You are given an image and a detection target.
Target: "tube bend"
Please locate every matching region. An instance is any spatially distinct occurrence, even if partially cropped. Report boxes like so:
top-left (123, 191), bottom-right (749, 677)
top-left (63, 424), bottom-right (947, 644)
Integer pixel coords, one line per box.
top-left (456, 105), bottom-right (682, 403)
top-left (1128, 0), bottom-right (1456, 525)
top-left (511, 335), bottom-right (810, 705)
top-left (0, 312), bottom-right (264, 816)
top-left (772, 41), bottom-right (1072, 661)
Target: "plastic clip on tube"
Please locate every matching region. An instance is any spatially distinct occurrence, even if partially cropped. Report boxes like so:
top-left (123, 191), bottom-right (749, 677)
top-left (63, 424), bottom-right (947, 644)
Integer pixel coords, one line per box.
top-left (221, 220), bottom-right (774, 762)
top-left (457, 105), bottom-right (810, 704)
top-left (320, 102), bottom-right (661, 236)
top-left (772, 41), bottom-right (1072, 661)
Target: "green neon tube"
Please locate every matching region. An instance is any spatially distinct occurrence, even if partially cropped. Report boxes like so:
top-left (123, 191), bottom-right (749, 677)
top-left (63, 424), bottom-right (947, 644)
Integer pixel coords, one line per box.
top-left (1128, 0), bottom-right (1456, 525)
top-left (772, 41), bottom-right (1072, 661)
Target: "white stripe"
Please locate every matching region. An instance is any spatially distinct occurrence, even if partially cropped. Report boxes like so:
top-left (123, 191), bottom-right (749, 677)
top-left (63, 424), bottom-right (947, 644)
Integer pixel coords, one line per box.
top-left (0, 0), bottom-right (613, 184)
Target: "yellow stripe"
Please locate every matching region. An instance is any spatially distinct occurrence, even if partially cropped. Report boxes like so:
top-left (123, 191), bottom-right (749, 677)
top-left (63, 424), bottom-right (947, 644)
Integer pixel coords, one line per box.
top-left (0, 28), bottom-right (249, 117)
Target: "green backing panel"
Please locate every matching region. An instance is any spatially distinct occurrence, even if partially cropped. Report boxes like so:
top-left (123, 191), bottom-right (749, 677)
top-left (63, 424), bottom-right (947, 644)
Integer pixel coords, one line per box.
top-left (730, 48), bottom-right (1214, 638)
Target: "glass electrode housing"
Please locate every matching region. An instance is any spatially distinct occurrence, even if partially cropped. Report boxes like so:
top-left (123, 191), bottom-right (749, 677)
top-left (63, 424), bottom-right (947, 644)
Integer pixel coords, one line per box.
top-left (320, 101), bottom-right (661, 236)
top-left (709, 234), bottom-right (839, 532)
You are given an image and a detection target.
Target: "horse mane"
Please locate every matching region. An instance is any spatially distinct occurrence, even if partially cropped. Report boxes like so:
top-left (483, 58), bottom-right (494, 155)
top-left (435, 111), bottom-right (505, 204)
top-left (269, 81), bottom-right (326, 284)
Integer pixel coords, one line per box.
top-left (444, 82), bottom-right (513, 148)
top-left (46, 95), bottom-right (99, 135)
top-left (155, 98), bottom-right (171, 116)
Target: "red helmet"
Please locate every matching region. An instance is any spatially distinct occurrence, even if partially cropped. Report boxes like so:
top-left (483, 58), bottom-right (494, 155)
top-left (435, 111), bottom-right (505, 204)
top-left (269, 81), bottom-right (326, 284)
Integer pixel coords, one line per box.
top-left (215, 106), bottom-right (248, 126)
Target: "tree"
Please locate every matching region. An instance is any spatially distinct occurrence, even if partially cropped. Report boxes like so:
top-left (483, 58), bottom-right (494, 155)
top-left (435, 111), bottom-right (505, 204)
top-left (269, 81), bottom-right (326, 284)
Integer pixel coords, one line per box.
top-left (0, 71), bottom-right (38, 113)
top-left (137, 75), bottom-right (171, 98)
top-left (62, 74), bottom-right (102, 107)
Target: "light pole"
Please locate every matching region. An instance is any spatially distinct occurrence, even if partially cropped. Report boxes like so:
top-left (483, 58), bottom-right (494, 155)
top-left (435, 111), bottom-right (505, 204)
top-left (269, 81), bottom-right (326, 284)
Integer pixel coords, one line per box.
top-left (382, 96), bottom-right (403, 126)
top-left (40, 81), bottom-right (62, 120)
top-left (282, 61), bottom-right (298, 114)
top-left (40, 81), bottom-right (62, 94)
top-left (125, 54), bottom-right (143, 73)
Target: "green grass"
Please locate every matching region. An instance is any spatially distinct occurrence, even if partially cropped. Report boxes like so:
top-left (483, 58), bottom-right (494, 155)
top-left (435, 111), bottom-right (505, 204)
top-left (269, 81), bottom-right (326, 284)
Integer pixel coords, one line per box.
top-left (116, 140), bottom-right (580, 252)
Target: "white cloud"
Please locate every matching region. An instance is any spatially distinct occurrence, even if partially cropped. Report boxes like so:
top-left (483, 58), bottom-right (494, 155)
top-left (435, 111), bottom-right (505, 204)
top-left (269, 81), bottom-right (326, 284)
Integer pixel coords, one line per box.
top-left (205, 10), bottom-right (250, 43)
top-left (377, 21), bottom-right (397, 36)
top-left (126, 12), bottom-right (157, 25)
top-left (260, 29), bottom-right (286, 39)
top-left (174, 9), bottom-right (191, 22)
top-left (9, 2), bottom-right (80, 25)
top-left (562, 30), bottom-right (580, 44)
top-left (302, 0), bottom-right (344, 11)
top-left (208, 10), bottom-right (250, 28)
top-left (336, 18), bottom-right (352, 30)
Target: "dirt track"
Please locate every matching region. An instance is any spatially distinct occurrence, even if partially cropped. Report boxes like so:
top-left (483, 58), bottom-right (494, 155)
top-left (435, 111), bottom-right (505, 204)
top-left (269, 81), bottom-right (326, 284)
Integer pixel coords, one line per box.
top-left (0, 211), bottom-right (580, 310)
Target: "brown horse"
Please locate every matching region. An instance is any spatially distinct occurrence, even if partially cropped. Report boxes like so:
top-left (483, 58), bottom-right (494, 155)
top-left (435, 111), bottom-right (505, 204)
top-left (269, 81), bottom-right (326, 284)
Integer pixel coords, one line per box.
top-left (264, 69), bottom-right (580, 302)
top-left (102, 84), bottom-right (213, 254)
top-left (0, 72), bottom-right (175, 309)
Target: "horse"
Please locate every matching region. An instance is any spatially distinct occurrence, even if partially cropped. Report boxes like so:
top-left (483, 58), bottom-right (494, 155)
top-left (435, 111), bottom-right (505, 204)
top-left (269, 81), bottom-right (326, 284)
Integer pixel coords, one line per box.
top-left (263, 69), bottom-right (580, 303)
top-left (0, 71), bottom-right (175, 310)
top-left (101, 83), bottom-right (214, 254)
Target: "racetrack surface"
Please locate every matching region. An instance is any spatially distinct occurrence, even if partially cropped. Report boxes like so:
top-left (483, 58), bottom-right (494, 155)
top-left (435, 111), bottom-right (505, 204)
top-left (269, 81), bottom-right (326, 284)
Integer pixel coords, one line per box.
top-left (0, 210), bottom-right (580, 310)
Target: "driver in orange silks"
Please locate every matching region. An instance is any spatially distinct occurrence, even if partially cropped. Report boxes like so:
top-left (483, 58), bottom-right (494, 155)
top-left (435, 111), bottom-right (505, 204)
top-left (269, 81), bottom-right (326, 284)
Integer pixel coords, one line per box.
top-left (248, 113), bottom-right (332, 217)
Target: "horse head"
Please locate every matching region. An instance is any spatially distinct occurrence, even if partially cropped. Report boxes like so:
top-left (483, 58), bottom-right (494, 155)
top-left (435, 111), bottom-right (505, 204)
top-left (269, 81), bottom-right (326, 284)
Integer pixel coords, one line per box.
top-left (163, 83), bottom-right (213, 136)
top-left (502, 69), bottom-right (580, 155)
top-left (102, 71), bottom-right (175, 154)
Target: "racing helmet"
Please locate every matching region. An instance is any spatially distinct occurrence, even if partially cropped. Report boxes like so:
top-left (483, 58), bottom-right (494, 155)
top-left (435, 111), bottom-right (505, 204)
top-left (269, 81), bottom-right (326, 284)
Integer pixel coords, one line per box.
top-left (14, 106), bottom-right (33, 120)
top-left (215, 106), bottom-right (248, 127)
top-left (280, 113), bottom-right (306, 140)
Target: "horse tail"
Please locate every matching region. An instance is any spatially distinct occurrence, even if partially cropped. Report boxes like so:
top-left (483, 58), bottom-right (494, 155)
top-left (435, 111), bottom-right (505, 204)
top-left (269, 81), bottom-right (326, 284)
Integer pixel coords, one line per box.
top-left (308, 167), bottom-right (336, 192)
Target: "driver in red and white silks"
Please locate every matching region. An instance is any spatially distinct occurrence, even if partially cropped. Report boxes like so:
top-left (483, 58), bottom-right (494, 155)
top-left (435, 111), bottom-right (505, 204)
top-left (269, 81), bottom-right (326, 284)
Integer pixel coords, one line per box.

§ §

Copy the rows again, requests included, adding 106 to every bounding-box coordinate in the answers but not to the sample boxes in the requests. Begin with the first line of the rows and stop after the line containing "top-left (0, 0), bottom-right (613, 184)".

▶ **Output of the exercise**:
You are given an image and a detection target.
Target: "tube bend"
Please locate every matching region. An instance is any spatially distinct occurrence, even if partially cropped. Report boxes like so:
top-left (123, 191), bottom-right (749, 677)
top-left (63, 424), bottom-right (947, 644)
Integer pixel coords, one line per box.
top-left (562, 211), bottom-right (788, 509)
top-left (1234, 106), bottom-right (1562, 631)
top-left (617, 441), bottom-right (916, 811)
top-left (106, 418), bottom-right (370, 922)
top-left (878, 147), bottom-right (1178, 767)
Target: "plastic clip on tube"
Please locate every matching region. An instance is any spatially distinct occurrence, even if partially cropped. Report boxes like so:
top-left (123, 191), bottom-right (749, 677)
top-left (63, 424), bottom-right (947, 644)
Integer pixel coords, one line per box.
top-left (327, 326), bottom-right (880, 868)
top-left (563, 211), bottom-right (916, 810)
top-left (426, 208), bottom-right (767, 342)
top-left (878, 147), bottom-right (1178, 767)
Target: "green neon tube"
Please locate every matching region. An instance is any spatially distinct occurrence, even if partially cropped. Report boxes like so:
top-left (123, 191), bottom-right (749, 677)
top-left (63, 424), bottom-right (947, 644)
Integer pixel coords, one line per box.
top-left (1234, 106), bottom-right (1562, 631)
top-left (878, 147), bottom-right (1178, 767)
Target: "white stripe"
Please locate every matching region. An instance is any spatially distinct occurrence, even if partially cropped. Report boxes like so:
top-left (123, 191), bottom-right (749, 677)
top-left (63, 424), bottom-right (947, 644)
Integer pixel coords, one line per box.
top-left (106, 106), bottom-right (719, 290)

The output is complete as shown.